— Exercise instructions —
Please rewrite the listing below with every "shelf-audit tool" changed to "inventory checker" and nothing else altered. Leave the pictures out of your version.

[Dataset rows]
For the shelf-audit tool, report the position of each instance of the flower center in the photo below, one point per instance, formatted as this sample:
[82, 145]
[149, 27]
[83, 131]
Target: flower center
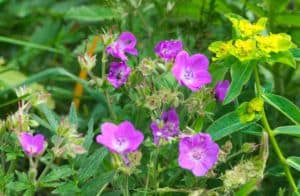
[197, 155]
[120, 144]
[188, 74]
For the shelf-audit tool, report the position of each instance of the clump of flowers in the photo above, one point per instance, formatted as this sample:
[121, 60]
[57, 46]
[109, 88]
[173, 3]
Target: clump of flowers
[32, 145]
[168, 49]
[166, 127]
[191, 71]
[198, 153]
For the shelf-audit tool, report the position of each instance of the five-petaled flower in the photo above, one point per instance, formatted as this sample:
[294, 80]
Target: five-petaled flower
[118, 73]
[121, 139]
[168, 49]
[198, 153]
[166, 127]
[191, 71]
[221, 90]
[32, 145]
[124, 44]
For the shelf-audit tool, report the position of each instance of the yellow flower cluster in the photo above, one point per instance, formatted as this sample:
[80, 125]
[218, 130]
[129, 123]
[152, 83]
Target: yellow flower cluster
[249, 43]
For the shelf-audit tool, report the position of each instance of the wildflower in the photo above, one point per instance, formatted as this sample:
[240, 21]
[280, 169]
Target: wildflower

— The completed task —
For the inventory checker, report the position of each instance of the flower center in the photo below, one point per instance, formatted as this sample:
[82, 145]
[149, 27]
[83, 131]
Target: flower center
[197, 155]
[120, 144]
[188, 74]
For the inventory checker, report the position of each instance of the clump of flowers in the photo above, one point per instance, formatted as this sample:
[121, 60]
[57, 46]
[109, 88]
[173, 3]
Target: clump of flowers
[32, 145]
[168, 49]
[166, 127]
[191, 71]
[198, 153]
For the inventory checker, report the position of each instance of the five-petaled flower in the photo above, one point per instance, formatted as this sample:
[294, 80]
Target: five-petaled flower
[118, 73]
[121, 139]
[168, 49]
[198, 153]
[166, 127]
[191, 71]
[221, 90]
[32, 145]
[124, 44]
For the inventory checker, report the position of each instance of the yellow flower cluster in the photo above, one point per instance, formatted as this sample:
[80, 125]
[218, 130]
[129, 123]
[152, 83]
Target: yellow flower cluster
[249, 43]
For the inventory checker, report the position of each instance of the wildflower in the photo above, one point per instance, formatted as this sample:
[240, 21]
[280, 169]
Target: wildflower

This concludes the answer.